NFL free agency is off and running, and we're keeping track of every major signing, trade and release of the 2023 offseason, with analysis from our NFL Nation reporters and grades from our experts. The new league year began Wednesday at 4 p.m. ET, which means free-agent signings could be made official after that. The first round of the 2023 NFL draft begins April 27 on ESPN.
The Denver Broncos wasted little time as the legal tampering window opened by quickly shoring up the offensive line. Former San Francisco 49ers offensive tackle Mike McGlinchey agreed to join the Broncos on a five-year, $87.5 million deal with $50 million guaranteed. Additionally, former Baltimore Ravens guard Ben Powers agreed to a four-year, $52 million deal.
Here's a breakdown of every 2023 NFL free-agent signing by the Broncos, and how each will impact the upcoming season:
Tremon Smith, cornerback
What it means: The Broncos will continue to look for depth at cornerback, both in free agency as well as the draft. But Smith is a player who has played in 66 games in his career largely on special teams. He has played at least 48 percent of his team's special teams snaps in each of his six seasons, at least 77 percent of the special teams snaps in each of the last two years, including averaging 24.7 yards per kickoff return in his career with a TD.

> _EXERCISES TO COMPLETE_
(1) Answer these questions using the article on the Broncos' 2023 free agency.
(a) On what day and at what time did the new league year begin?
(b) What contract did Mike McGlinchey agree to with the Broncos?
(c) In how many games has Tremon Smith played in his career?
(2) Pick up the article on the Broncos' 2023 free agency after its final sentence and write the next part.

> _INFORMATION SHOWN_
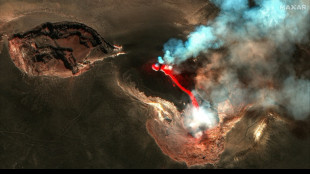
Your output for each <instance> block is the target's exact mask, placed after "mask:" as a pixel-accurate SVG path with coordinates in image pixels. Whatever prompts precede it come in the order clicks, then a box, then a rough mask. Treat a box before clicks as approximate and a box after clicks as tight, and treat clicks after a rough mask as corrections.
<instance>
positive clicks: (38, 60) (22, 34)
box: [9, 22, 120, 78]
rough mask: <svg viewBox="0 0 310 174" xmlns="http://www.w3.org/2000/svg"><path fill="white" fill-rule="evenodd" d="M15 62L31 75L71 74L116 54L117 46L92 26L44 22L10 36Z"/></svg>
mask: <svg viewBox="0 0 310 174" xmlns="http://www.w3.org/2000/svg"><path fill="white" fill-rule="evenodd" d="M9 50H10V55H11V58H12V60H13V62H14V64H15V65H16V66H17V67H18V68H19V69H20V70H21V71H23V72H25V73H26V74H28V75H30V76H58V77H63V78H65V77H70V76H76V75H80V74H81V73H83V72H85V71H87V70H89V69H90V67H91V65H92V64H93V63H94V62H96V61H98V60H102V59H103V58H106V57H111V56H115V55H117V53H118V52H119V51H120V48H119V47H114V46H113V45H111V44H110V43H108V42H106V41H105V40H104V39H103V38H102V37H101V36H100V35H99V34H98V33H97V32H96V31H95V30H94V29H92V28H90V27H88V26H86V25H84V24H81V23H76V22H57V23H50V22H47V23H44V24H42V25H40V26H37V27H35V28H34V29H32V30H30V31H27V32H25V33H17V34H14V35H13V36H11V38H10V39H9Z"/></svg>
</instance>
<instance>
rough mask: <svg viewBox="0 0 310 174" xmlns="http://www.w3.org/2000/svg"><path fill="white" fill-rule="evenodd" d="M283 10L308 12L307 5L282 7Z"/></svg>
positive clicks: (284, 6)
mask: <svg viewBox="0 0 310 174" xmlns="http://www.w3.org/2000/svg"><path fill="white" fill-rule="evenodd" d="M280 9H281V10H307V6H306V5H281V6H280Z"/></svg>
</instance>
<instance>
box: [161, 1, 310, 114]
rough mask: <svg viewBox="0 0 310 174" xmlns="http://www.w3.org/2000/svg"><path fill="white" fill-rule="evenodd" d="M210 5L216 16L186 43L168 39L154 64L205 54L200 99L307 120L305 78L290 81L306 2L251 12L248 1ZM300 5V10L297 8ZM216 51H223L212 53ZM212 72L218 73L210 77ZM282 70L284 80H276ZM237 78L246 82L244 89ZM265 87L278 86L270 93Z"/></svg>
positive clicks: (305, 32)
mask: <svg viewBox="0 0 310 174" xmlns="http://www.w3.org/2000/svg"><path fill="white" fill-rule="evenodd" d="M211 2H212V3H213V4H214V5H216V6H217V7H218V8H219V9H220V12H219V14H218V15H217V17H216V18H215V19H214V20H212V21H208V23H207V25H205V26H204V25H203V26H198V27H197V28H196V29H195V30H194V31H193V32H192V33H190V34H189V35H188V37H187V40H186V41H182V40H179V39H170V40H169V41H168V42H167V43H166V44H165V45H164V50H163V51H164V56H163V57H160V58H159V59H158V61H159V62H160V63H166V64H180V63H182V62H184V61H185V60H187V59H189V58H192V57H196V56H198V55H199V54H205V53H208V60H209V61H208V62H210V63H208V64H206V65H205V66H204V67H203V68H200V69H199V70H198V71H197V76H196V90H200V89H201V91H202V92H201V93H204V94H201V93H200V95H201V96H208V97H207V98H206V99H207V100H210V101H211V102H212V103H213V104H215V105H216V104H218V103H220V102H223V101H225V100H227V99H229V100H230V101H231V102H232V103H234V104H238V103H246V102H248V103H251V102H256V103H260V102H262V104H263V105H272V104H275V103H277V104H280V105H282V106H285V107H286V108H287V109H288V111H290V112H291V113H292V115H293V116H294V117H295V118H296V119H305V118H307V116H308V115H309V114H310V107H309V105H310V99H309V96H310V89H309V88H310V81H309V79H307V78H309V77H307V76H306V75H305V76H303V77H302V78H300V77H299V78H297V77H296V75H295V74H296V73H295V70H294V68H295V67H294V65H293V64H292V59H293V53H294V51H295V50H294V48H295V45H296V44H304V43H307V42H309V36H308V34H309V31H310V13H309V2H307V1H306V0H305V1H303V0H300V1H296V0H255V6H253V7H250V6H249V3H248V0H211ZM304 5H306V6H307V8H306V9H304V8H303V9H300V7H299V8H298V7H297V6H304ZM293 7H294V8H295V7H297V8H298V9H291V8H293ZM220 47H224V48H225V49H226V50H227V52H226V53H219V52H214V51H213V50H214V49H217V48H220ZM214 69H215V70H214ZM216 69H220V70H221V71H219V72H214V71H216ZM282 69H284V70H283V72H284V73H286V75H282ZM210 72H212V73H210ZM240 72H242V73H241V75H240ZM213 73H216V74H217V77H218V78H217V80H216V82H215V81H214V80H212V74H213ZM240 77H241V78H242V77H243V78H244V77H246V79H247V81H246V87H244V86H245V85H244V84H243V82H241V81H242V80H240ZM270 82H272V83H273V82H274V83H276V86H281V87H279V88H277V89H274V87H272V85H270V84H272V83H270ZM201 86H202V87H203V88H200V87H201ZM242 86H243V87H242ZM267 101H268V102H267Z"/></svg>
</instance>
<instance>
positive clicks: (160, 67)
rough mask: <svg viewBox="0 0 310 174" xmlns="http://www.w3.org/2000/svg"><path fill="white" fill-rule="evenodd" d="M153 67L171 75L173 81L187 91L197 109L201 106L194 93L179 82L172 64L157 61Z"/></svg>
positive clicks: (152, 68)
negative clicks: (172, 65) (168, 63)
mask: <svg viewBox="0 0 310 174" xmlns="http://www.w3.org/2000/svg"><path fill="white" fill-rule="evenodd" d="M152 69H153V70H154V71H159V70H160V71H162V72H164V73H165V75H167V76H169V77H170V79H171V80H172V81H173V83H175V84H176V85H177V86H178V87H179V88H180V89H181V90H182V91H183V92H185V93H186V94H187V95H188V96H189V98H190V99H191V101H192V104H193V106H194V107H195V108H196V109H198V108H199V104H198V102H197V99H196V98H195V96H194V94H193V93H192V92H191V91H189V90H187V89H185V88H184V87H183V86H182V85H181V84H180V83H179V81H178V80H177V79H176V78H175V76H174V75H173V73H172V66H168V65H159V64H157V63H156V64H153V65H152Z"/></svg>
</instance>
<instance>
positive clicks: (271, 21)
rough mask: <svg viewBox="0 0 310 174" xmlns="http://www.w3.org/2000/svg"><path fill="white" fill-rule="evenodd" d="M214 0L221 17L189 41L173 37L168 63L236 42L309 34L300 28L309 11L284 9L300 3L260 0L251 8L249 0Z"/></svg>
mask: <svg viewBox="0 0 310 174" xmlns="http://www.w3.org/2000/svg"><path fill="white" fill-rule="evenodd" d="M211 2H212V3H214V4H215V5H216V6H218V7H219V8H220V10H221V11H220V14H219V15H218V17H217V18H215V19H214V20H213V21H211V22H209V23H208V25H206V26H199V27H197V28H196V29H195V31H193V32H192V33H190V34H189V35H188V39H187V41H185V42H183V41H182V40H179V39H174V38H173V39H170V40H169V41H168V42H167V43H166V44H165V45H164V57H163V60H164V62H165V63H167V64H179V63H181V62H183V61H185V60H187V59H188V58H191V57H196V56H198V55H199V54H200V53H206V52H208V51H209V50H210V49H216V48H219V47H221V46H224V45H229V44H231V43H232V42H235V41H240V40H247V39H263V38H268V39H272V40H274V41H275V42H278V43H281V42H284V41H286V40H290V41H301V40H302V38H303V34H305V33H304V28H300V25H301V24H300V23H301V22H302V21H303V22H306V21H307V17H309V16H307V15H308V11H307V10H303V11H298V13H296V12H295V13H294V12H292V13H291V14H289V13H288V12H287V10H285V9H282V7H285V6H287V5H290V4H295V5H296V4H298V3H299V2H296V1H293V0H256V1H255V2H256V7H253V8H249V4H248V0H211ZM309 19H310V18H308V20H309ZM302 25H304V24H302ZM299 28H300V30H299ZM300 32H301V33H300Z"/></svg>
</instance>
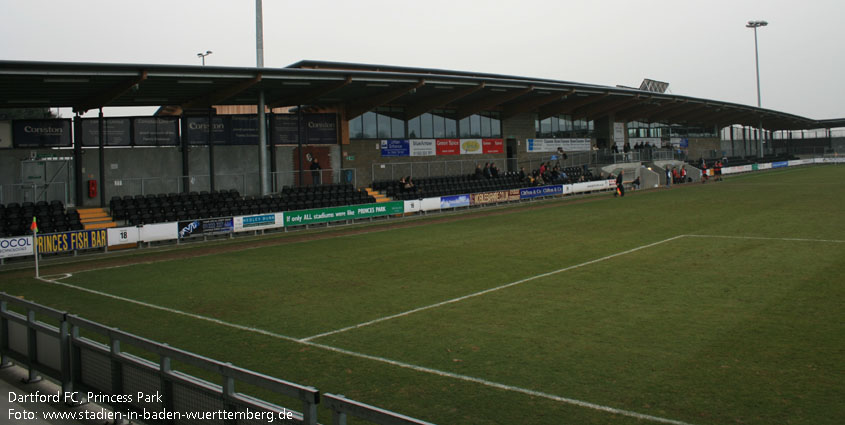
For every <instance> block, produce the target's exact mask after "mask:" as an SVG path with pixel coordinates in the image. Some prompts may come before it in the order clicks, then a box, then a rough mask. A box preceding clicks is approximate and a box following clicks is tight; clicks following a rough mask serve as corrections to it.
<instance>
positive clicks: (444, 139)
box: [435, 139, 461, 155]
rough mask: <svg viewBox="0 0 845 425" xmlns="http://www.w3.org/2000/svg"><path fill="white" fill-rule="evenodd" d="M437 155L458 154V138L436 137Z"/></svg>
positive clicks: (458, 150)
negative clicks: (436, 138)
mask: <svg viewBox="0 0 845 425" xmlns="http://www.w3.org/2000/svg"><path fill="white" fill-rule="evenodd" d="M435 143H436V144H437V155H460V154H461V140H460V139H437V141H436V142H435Z"/></svg>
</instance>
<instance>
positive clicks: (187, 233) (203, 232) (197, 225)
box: [178, 217, 234, 238]
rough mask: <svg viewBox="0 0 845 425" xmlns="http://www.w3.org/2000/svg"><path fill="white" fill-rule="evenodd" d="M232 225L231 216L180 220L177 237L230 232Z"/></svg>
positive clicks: (216, 234) (219, 234) (187, 236)
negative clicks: (178, 234)
mask: <svg viewBox="0 0 845 425" xmlns="http://www.w3.org/2000/svg"><path fill="white" fill-rule="evenodd" d="M233 227H234V226H233V223H232V217H221V218H208V219H197V220H188V221H180V222H179V224H178V228H179V238H188V237H191V236H200V235H202V236H207V235H221V234H225V233H232V230H233Z"/></svg>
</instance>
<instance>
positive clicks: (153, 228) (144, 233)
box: [138, 222, 179, 242]
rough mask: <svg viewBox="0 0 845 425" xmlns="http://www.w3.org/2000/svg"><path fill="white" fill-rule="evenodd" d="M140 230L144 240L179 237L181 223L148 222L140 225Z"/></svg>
mask: <svg viewBox="0 0 845 425" xmlns="http://www.w3.org/2000/svg"><path fill="white" fill-rule="evenodd" d="M138 232H139V235H138V238H139V239H140V240H141V241H142V242H155V241H167V240H171V239H179V223H176V222H173V223H162V224H146V225H144V226H141V227H139V228H138Z"/></svg>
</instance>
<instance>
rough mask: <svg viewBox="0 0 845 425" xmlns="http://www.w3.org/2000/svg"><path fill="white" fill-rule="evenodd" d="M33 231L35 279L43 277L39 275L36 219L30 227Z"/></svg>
mask: <svg viewBox="0 0 845 425" xmlns="http://www.w3.org/2000/svg"><path fill="white" fill-rule="evenodd" d="M29 228H30V229H31V230H32V249H33V252H35V278H36V279H37V278H39V277H41V276H40V275H39V273H38V223H37V222H36V221H35V217H32V225H31V226H29Z"/></svg>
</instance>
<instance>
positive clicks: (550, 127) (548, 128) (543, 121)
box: [540, 118, 552, 137]
mask: <svg viewBox="0 0 845 425" xmlns="http://www.w3.org/2000/svg"><path fill="white" fill-rule="evenodd" d="M551 132H552V119H551V118H546V119H544V120H543V121H540V136H541V137H549V136H550V135H551Z"/></svg>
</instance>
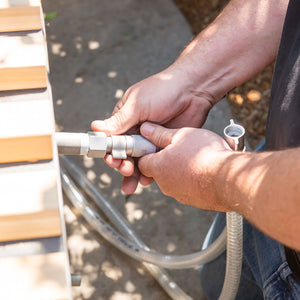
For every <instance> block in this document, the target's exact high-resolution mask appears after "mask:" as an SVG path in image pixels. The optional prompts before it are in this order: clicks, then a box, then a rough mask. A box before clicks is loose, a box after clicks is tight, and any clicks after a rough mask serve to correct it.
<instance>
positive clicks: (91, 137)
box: [87, 131, 107, 157]
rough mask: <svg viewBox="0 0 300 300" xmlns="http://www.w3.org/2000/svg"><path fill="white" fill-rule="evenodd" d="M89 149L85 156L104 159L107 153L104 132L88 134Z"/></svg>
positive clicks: (105, 138)
mask: <svg viewBox="0 0 300 300" xmlns="http://www.w3.org/2000/svg"><path fill="white" fill-rule="evenodd" d="M88 135H89V142H90V145H89V146H90V147H89V151H88V154H87V156H89V157H104V156H105V154H106V153H107V137H106V134H105V133H104V132H92V131H91V132H89V133H88Z"/></svg>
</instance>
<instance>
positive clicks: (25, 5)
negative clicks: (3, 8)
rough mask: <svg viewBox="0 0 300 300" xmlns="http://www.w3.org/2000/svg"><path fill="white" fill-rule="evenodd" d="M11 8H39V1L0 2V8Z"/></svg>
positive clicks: (39, 2)
mask: <svg viewBox="0 0 300 300" xmlns="http://www.w3.org/2000/svg"><path fill="white" fill-rule="evenodd" d="M11 6H41V1H40V0H0V8H8V7H11Z"/></svg>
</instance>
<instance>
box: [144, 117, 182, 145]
mask: <svg viewBox="0 0 300 300" xmlns="http://www.w3.org/2000/svg"><path fill="white" fill-rule="evenodd" d="M140 131H141V134H142V135H143V136H144V137H145V138H146V139H148V140H149V141H150V142H152V143H153V144H155V145H156V146H158V147H159V148H166V147H167V146H168V145H170V144H171V143H172V139H173V136H174V134H175V133H176V131H177V130H175V129H168V128H164V127H162V126H159V125H157V124H154V123H150V122H145V123H143V124H142V125H141V128H140Z"/></svg>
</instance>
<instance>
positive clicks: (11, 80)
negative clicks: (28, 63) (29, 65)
mask: <svg viewBox="0 0 300 300" xmlns="http://www.w3.org/2000/svg"><path fill="white" fill-rule="evenodd" d="M46 87H47V71H46V67H45V66H32V67H20V68H1V69H0V91H16V90H26V89H42V88H46Z"/></svg>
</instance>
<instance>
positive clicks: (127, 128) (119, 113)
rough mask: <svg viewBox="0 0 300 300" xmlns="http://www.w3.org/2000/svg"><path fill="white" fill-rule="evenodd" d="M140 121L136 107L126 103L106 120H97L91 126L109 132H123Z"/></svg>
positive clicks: (110, 132)
mask: <svg viewBox="0 0 300 300" xmlns="http://www.w3.org/2000/svg"><path fill="white" fill-rule="evenodd" d="M138 122H139V116H138V114H137V113H135V111H134V108H133V107H132V106H130V105H127V103H125V105H124V106H122V107H121V109H120V110H118V111H117V112H116V113H115V114H113V115H112V116H111V117H110V118H108V119H105V120H104V121H100V120H95V121H93V122H92V124H91V127H92V129H93V130H94V131H102V132H105V133H107V134H121V133H124V132H126V131H127V130H128V129H130V128H131V127H133V126H134V125H136V124H137V123H138Z"/></svg>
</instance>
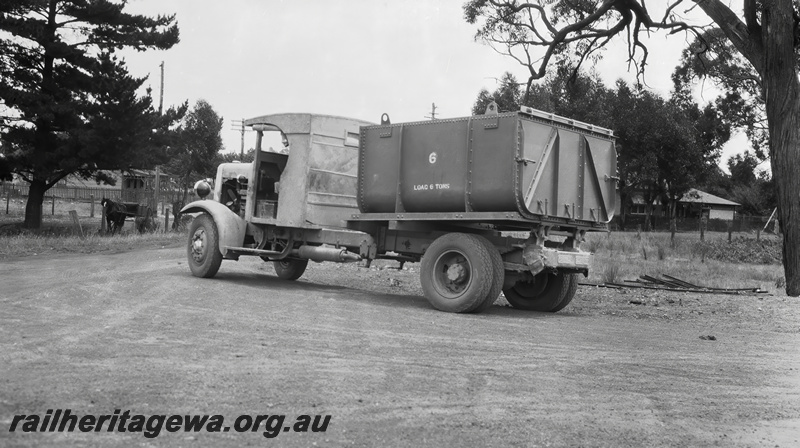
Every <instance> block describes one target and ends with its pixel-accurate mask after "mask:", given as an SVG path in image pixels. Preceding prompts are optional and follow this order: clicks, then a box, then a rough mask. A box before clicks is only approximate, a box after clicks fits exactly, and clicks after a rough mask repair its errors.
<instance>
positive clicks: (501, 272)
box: [475, 236, 505, 312]
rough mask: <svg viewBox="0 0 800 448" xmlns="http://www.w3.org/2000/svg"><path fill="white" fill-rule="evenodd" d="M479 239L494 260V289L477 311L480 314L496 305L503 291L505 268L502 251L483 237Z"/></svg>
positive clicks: (492, 287) (489, 294)
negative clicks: (501, 254)
mask: <svg viewBox="0 0 800 448" xmlns="http://www.w3.org/2000/svg"><path fill="white" fill-rule="evenodd" d="M478 238H479V239H480V240H481V242H482V243H483V244H484V246H486V250H488V251H489V256H490V258H491V260H492V287H491V289H489V294H488V295H487V296H486V300H485V301H484V302H483V303H482V304H481V305H480V306H479V307H478V308H477V309H476V310H475V311H477V312H480V311H483V310H485V309H488V308H489V307H491V306H492V305H494V302H496V301H497V298H498V297H500V291H502V290H503V279H504V278H505V268H504V266H503V257H501V256H500V251H498V250H497V248H496V247H494V244H492V243H491V242H490V241H489V240H487V239H486V238H484V237H482V236H479V237H478Z"/></svg>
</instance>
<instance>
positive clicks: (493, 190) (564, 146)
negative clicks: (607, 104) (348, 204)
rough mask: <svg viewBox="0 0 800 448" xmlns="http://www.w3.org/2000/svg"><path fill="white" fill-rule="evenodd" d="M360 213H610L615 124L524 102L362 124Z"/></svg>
mask: <svg viewBox="0 0 800 448" xmlns="http://www.w3.org/2000/svg"><path fill="white" fill-rule="evenodd" d="M359 150H360V164H359V177H358V182H359V191H358V203H359V208H360V210H361V212H362V213H406V212H408V213H425V212H432V213H436V212H518V213H520V214H521V215H522V216H525V217H528V218H531V219H536V218H541V217H547V218H557V219H560V220H567V221H587V222H593V223H607V222H609V221H610V220H611V218H612V217H613V215H614V211H615V208H616V180H617V174H616V169H617V168H616V150H615V148H614V140H613V135H612V133H611V131H609V130H607V129H604V128H601V127H597V126H593V125H589V124H585V123H580V122H577V121H574V120H569V119H566V118H563V117H558V116H555V115H552V114H547V113H544V112H541V111H536V110H534V109H530V108H524V109H523V110H521V111H520V112H512V113H502V114H487V115H478V116H472V117H464V118H457V119H448V120H434V121H424V122H414V123H400V124H382V125H377V126H366V127H362V128H361V139H360V148H359Z"/></svg>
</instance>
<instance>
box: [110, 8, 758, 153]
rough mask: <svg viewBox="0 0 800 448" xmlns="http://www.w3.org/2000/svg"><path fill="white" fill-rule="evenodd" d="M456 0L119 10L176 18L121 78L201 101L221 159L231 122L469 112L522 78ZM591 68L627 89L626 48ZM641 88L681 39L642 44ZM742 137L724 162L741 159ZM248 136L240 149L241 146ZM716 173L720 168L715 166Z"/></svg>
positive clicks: (413, 117) (662, 80) (652, 42)
mask: <svg viewBox="0 0 800 448" xmlns="http://www.w3.org/2000/svg"><path fill="white" fill-rule="evenodd" d="M463 3H464V0H393V1H389V0H292V1H290V0H285V1H281V0H226V1H224V2H223V1H218V0H130V1H129V6H128V11H129V12H131V13H139V14H147V15H155V14H172V13H175V14H177V19H178V25H179V28H180V33H181V42H180V43H179V44H178V45H176V46H175V47H173V48H172V49H171V50H168V51H163V52H157V51H149V52H146V53H129V52H126V53H125V59H126V61H127V62H128V65H129V68H130V70H131V72H132V73H133V74H135V75H137V76H144V75H147V74H149V75H150V79H149V80H148V82H147V84H148V85H150V86H151V87H152V88H153V92H154V101H155V102H156V104H157V102H158V88H159V76H160V75H159V64H160V63H161V61H163V62H164V65H165V92H164V104H165V107H167V106H169V105H177V104H180V103H182V102H183V101H185V100H188V101H189V104H190V106H192V105H194V103H195V102H196V101H197V100H198V99H201V98H202V99H205V100H206V101H208V102H209V103H210V104H211V105H212V106H213V107H214V109H215V110H216V111H217V113H219V114H220V115H221V116H223V117H224V119H225V125H224V128H223V133H222V137H223V142H224V144H225V149H226V151H237V152H238V151H239V149H240V135H239V133H238V132H236V131H234V130H232V124H231V120H234V119H241V118H251V117H255V116H259V115H265V114H272V113H283V112H311V113H322V114H331V115H340V116H345V117H352V118H358V119H362V120H368V121H373V122H378V121H380V116H381V114H382V113H384V112H386V113H388V114H389V116H390V117H391V119H392V122H394V123H397V122H403V121H416V120H423V119H425V116H426V115H429V114H430V111H431V103H436V106H437V108H438V109H437V111H436V113H437V116H438V117H439V118H449V117H461V116H466V115H469V114H470V111H471V108H472V104H473V103H474V101H475V99H476V97H477V95H478V92H479V91H480V89H482V88H486V89H488V90H490V91H492V90H494V89H495V88H496V87H497V82H496V78H499V77H500V76H501V75H502V74H503V72H505V71H511V72H512V73H514V74H515V75H517V77H518V78H519V79H520V80H521V81H522V80H525V79H527V74H526V71H525V69H524V68H522V67H520V66H519V65H518V64H517V63H516V62H515V61H513V60H511V59H510V58H508V57H504V56H501V55H499V54H497V53H495V52H494V51H493V50H492V49H491V48H490V47H488V46H486V45H483V44H481V43H477V42H475V41H474V39H473V36H474V34H475V30H476V28H475V27H474V26H473V25H469V24H467V23H466V21H465V20H464V18H463V12H462V5H463ZM615 43H616V44H617V45H615V46H613V47H612V49H611V51H609V52H606V55H605V57H604V59H603V61H602V62H601V63H600V64H598V65H597V67H596V69H597V71H598V73H600V75H601V76H602V78H603V79H604V81H605V82H606V83H607V84H608V85H609V86H610V85H612V84H613V82H614V81H615V80H616V79H617V78H619V77H623V78H625V79H628V80H630V81H632V80H633V79H634V77H633V75H632V74H630V73H628V72H627V64H626V63H625V43H624V41H622V40H618V41H617V42H615ZM648 45H649V48H650V51H651V56H650V64H649V66H648V71H647V75H646V82H647V84H648V85H649V86H650V87H652V88H653V89H654V90H656V91H657V92H659V93H661V94H662V95H667V94H668V93H669V90H670V88H671V81H670V78H669V77H670V74H671V72H672V70H673V68H674V67H675V65H676V64H677V61H678V57H679V55H680V51H681V50H682V48H683V47H684V46H685V42H684V38H683V37H681V36H672V37H669V38H667V37H666V36H665V35H663V34H659V35H656V36H655V37H653V38H652V39H651V41H650V43H649V44H648ZM745 145H746V143H744V142H743V139H741V138H740V139H737V141H736V142H735V143H733V144H729V145H728V147H727V148H726V151H725V155H723V159H722V161H723V163H722V165H723V166H725V163H724V161H725V160H727V156H728V155H729V154H732V153H735V152H740V151H743V150H744V149H746V146H745ZM252 146H253V144H252V136H250V135H248V137H247V139H246V147H245V149H247V148H249V147H252ZM725 168H727V167H725Z"/></svg>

> _EXERCISE ANSWERS_
(1)
(a) Wednesday at 4 p.m. ET.
(b) A five-year, $87.5 million deal with $50 million guaranteed.
(c) 66 games.

(2)
What's the risk: Very little financially. Smith figures to get plenty of work in both coverage units on special teams and get an opportunity to be at least the kickoff returner as well. With the release of Ronald Darby before free agency, the Broncos still need to add at the position.
Samaje Perine, running back
The Broncos agreed to a two-year contract with veteran running back Samaje Perine on Tuesday, a source told ESPN's Jeremy Fowler, confirming reports.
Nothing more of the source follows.